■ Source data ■
* begin *

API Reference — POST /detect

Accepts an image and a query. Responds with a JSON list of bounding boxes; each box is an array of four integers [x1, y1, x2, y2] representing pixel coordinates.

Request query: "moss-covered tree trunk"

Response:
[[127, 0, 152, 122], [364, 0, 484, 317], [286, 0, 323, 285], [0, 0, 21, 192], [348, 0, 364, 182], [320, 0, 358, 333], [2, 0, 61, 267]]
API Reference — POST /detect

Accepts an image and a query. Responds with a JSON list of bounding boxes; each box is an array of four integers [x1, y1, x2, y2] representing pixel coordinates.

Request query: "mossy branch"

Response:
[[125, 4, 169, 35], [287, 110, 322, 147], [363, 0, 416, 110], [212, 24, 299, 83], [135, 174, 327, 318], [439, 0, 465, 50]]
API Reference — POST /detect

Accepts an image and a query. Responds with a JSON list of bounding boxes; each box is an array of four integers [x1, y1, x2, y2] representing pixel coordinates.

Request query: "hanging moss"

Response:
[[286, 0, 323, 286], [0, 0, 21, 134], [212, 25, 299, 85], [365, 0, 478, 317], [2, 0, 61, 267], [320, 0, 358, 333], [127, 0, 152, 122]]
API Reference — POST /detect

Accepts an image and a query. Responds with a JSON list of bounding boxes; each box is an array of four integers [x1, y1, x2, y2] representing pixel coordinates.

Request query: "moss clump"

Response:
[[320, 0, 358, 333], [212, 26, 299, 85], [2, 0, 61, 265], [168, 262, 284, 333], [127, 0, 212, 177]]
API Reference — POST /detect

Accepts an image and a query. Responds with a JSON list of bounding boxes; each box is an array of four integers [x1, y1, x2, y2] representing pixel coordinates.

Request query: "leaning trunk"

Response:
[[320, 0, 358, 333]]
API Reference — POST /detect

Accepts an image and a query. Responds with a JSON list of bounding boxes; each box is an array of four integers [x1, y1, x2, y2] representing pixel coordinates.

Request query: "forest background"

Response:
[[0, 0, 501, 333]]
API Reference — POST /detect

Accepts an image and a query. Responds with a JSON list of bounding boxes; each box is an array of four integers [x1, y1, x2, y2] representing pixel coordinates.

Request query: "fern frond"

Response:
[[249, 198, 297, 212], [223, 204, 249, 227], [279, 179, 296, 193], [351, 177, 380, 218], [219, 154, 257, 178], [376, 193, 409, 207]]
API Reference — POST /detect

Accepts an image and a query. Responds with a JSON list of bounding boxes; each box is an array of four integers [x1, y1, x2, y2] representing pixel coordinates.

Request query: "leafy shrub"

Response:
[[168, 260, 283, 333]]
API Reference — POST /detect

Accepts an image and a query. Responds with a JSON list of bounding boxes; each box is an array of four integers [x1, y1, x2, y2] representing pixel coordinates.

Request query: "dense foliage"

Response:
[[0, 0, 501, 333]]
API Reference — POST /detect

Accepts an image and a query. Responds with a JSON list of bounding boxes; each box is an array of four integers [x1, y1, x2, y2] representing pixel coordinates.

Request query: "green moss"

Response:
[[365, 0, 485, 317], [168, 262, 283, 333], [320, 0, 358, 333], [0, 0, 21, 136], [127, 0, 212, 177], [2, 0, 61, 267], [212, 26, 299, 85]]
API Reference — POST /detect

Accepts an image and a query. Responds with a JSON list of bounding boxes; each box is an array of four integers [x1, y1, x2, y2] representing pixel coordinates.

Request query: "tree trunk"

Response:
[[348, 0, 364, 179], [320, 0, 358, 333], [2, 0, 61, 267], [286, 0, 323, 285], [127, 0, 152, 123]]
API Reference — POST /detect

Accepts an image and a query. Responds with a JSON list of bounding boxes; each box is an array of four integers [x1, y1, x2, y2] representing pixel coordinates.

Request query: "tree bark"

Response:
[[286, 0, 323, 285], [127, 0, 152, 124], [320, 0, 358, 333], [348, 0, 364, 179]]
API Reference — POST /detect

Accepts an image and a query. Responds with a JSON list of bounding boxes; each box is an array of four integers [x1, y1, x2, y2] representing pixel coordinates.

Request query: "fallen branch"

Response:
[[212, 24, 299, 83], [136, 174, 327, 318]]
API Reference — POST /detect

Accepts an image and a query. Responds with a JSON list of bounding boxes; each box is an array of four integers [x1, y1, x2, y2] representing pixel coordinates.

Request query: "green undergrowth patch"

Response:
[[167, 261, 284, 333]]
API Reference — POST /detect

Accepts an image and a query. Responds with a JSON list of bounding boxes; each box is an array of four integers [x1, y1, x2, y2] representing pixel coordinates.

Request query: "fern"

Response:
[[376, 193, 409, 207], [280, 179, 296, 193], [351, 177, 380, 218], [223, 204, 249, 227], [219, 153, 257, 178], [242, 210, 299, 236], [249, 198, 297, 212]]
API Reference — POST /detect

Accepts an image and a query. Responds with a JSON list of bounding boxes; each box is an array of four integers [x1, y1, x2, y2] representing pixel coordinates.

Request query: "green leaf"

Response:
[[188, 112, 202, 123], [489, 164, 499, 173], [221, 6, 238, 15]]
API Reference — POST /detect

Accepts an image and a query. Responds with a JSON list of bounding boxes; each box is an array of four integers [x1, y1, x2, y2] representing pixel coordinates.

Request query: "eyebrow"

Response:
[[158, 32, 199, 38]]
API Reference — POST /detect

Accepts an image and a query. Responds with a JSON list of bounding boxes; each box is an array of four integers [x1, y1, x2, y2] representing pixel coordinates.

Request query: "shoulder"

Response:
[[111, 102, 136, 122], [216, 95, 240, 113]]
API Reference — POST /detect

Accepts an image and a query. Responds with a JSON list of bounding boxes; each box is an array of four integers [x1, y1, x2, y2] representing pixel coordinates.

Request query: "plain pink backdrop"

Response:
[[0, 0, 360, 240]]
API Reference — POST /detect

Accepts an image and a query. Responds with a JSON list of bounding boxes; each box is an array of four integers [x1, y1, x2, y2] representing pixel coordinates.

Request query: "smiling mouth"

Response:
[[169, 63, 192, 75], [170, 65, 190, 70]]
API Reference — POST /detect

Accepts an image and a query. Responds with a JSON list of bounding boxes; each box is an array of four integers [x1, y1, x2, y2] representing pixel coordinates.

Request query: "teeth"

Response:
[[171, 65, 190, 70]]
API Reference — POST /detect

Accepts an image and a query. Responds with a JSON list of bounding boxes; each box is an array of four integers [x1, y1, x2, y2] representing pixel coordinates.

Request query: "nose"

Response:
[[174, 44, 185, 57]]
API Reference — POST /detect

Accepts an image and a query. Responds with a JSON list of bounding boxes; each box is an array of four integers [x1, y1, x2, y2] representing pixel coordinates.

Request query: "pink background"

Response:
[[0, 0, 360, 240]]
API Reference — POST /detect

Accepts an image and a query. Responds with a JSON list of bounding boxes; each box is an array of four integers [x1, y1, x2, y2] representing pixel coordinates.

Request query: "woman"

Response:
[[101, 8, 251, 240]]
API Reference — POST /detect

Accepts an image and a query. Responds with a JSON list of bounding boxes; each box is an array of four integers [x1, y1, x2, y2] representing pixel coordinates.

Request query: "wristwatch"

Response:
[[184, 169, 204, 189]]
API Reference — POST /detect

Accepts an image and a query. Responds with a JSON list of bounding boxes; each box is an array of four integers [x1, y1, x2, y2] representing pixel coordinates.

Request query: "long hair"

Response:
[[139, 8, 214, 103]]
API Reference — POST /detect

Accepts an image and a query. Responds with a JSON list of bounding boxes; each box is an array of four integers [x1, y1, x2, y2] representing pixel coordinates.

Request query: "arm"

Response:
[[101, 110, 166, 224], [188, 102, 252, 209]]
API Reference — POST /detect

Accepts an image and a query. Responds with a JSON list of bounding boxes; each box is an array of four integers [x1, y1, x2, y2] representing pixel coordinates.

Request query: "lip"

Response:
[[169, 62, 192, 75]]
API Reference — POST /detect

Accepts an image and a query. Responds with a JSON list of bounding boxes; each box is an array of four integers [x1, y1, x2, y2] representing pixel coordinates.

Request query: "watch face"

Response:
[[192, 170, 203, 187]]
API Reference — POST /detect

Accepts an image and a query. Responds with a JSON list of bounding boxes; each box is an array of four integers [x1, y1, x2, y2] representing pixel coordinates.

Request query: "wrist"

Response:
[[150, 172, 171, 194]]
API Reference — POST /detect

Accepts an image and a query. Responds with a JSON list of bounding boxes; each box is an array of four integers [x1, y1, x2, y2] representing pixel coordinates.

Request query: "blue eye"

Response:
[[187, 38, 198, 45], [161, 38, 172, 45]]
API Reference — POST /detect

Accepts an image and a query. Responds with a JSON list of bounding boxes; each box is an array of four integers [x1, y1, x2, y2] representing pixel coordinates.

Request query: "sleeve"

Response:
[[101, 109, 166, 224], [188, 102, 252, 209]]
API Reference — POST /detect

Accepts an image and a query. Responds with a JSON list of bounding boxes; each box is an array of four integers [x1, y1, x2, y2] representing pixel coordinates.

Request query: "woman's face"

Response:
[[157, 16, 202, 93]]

* end *

■ Task instructions ■
Which lines of the entries above contain the string "background"? Report each such line in full.

■ Response to this exercise ■
Request query: "forest background"
Request query: "pink background"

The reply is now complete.